Copy the essay on complex adaptive systems, beginning at the words "If you do enjoy, please" and stopping after "if not flawed.", and substitute "encyclopedia" for "textbook".
Top of TEXT SHOWN
Complex Adaptive Systems: Part 1
Understanding Increasing Complexity, And Our Ever Changing Reality

This is the first installment on a series where I will discuss what I have been thinking over for the better part of a year now. As I’ve patiently toiled over these concepts I want to first thank my friends Colin, CJ and Ryan for humoring me with the phone calls, texts and general conversation to refine my thoughts.
I hope you enjoy reading, as much as I have enjoyed thinking about these concepts.
If you do enjoy, please give this post a Like and Share with a friend. Please keep comments professional and thought-provoking.
I am finding myself amazed, consistently, at how silly our species can be. Truly.
Today, during the “Modern” Era, we live in a time where we seem to be getting weekly revelations on something, somehow, somewhere where we’ve been wrong about what we thought we knew. And yet, the vast majority of the population appears to believe that what is written between the covers of a textbook is doctrine. As if it is forever etched into the fabric of the universe as a true, unchallengeable fact. That there is no chance in Hell that we could manage to be wrong here as well. That our understanding could still be incomplete, if not flawed.
But… Mike… we have wi-fi and 1 terabyte storage that can fit into your pocket. Clearly we are the master of the universe, right?
The one lesson that history provides evidence for, more than any other, is: we do not know. Most of the “rules” we use to govern our lives are merely theories. Gravity, time, economics… all are just theories. We are guessing our way through life (as best we can, mind you) but we’re all walking around like we are kings & queens of truth.
Mankind perpetually comes incorrect about our understanding of our world more often than we come correct. Our species — in our dOmInAnT and sUpErIoR iNtElLiGeNcE — has thought that we were at the pinnacle of understanding more times than can be counted. And what followed? Great acts of evil when that confidence was challenged and tested by novel ways of thought (Galileo, Copernicus, the Malleus Maleficarum, the Crusades, Inquisitions, the rise of Christianity). Today is no different.
Technology gives us the capability to see further & deeper, to perform actions with greater control & precision. But, technology doesn’t improve the ways we view our world, nor our place in it. Technology can allow for greater visibility of our reality, but it does not help how we perceive it. Perception is very much subjective, and it can dictate our behavior by providing a lens that can taint, or accent, our views on daily life. It is through technology that we have devised a way to outsource our own technical evolution, but not the perceptual. Now, I do not want you to get me twisted here… I do not believe that technology is the sole key to human ascension, nor do I believe it to be our damnation. Technology is but a tool; in order to wield tools properly we have to identify and acknowledge the limitations that said technology has, so that we may work with and around these limitations so that we may overcome our own and charge on to a more prosperous future.
Bottom of TEXT SHOWN
Top of ENTRIES SHOWN
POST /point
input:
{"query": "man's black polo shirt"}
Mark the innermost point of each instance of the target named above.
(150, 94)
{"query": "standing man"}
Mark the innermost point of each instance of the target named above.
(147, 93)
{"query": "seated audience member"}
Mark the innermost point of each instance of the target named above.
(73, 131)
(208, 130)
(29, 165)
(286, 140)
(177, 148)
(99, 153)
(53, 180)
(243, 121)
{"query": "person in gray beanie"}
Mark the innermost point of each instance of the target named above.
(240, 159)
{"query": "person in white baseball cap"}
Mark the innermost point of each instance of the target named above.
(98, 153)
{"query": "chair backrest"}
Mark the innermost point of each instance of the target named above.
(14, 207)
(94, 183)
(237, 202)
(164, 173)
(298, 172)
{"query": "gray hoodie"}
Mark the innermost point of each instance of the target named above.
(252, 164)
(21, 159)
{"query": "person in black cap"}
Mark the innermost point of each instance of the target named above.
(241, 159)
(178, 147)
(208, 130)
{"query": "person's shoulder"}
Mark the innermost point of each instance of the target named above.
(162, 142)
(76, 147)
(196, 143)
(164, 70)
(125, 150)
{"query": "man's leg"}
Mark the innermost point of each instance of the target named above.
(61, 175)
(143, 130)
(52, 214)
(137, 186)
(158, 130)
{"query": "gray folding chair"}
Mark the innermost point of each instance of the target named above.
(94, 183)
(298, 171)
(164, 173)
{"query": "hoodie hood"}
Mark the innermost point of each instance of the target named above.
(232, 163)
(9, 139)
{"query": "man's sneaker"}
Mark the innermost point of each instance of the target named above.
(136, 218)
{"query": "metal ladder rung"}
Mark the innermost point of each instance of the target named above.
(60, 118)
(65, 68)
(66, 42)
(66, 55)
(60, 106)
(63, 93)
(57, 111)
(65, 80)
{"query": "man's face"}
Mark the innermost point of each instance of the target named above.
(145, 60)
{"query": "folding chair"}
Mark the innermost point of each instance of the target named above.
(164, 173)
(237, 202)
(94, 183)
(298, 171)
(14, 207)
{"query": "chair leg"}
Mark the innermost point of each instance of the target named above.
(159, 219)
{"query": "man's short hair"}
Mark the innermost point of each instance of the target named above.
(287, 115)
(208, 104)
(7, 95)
Bottom of ENTRIES SHOWN
**FINAL ANSWER**
If you do enjoy, please give this post a Like and Share with a friend. Please keep comments professional and thought-provoking.
I am finding myself amazed, consistently, at how silly our species can be. Truly.
Today, during the “Modern” Era, we live in a time where we seem to be getting weekly revelations on something, somehow, somewhere where we’ve been wrong about what we thought we knew. And yet, the vast majority of the population appears to believe that what is written between the covers of a encyclopedia is doctrine. As if it is forever etched into the fabric of the universe as a true, unchallengeable fact. That there is no chance in Hell that we could manage to be wrong here as well. That our understanding could still be incomplete, if not flawed.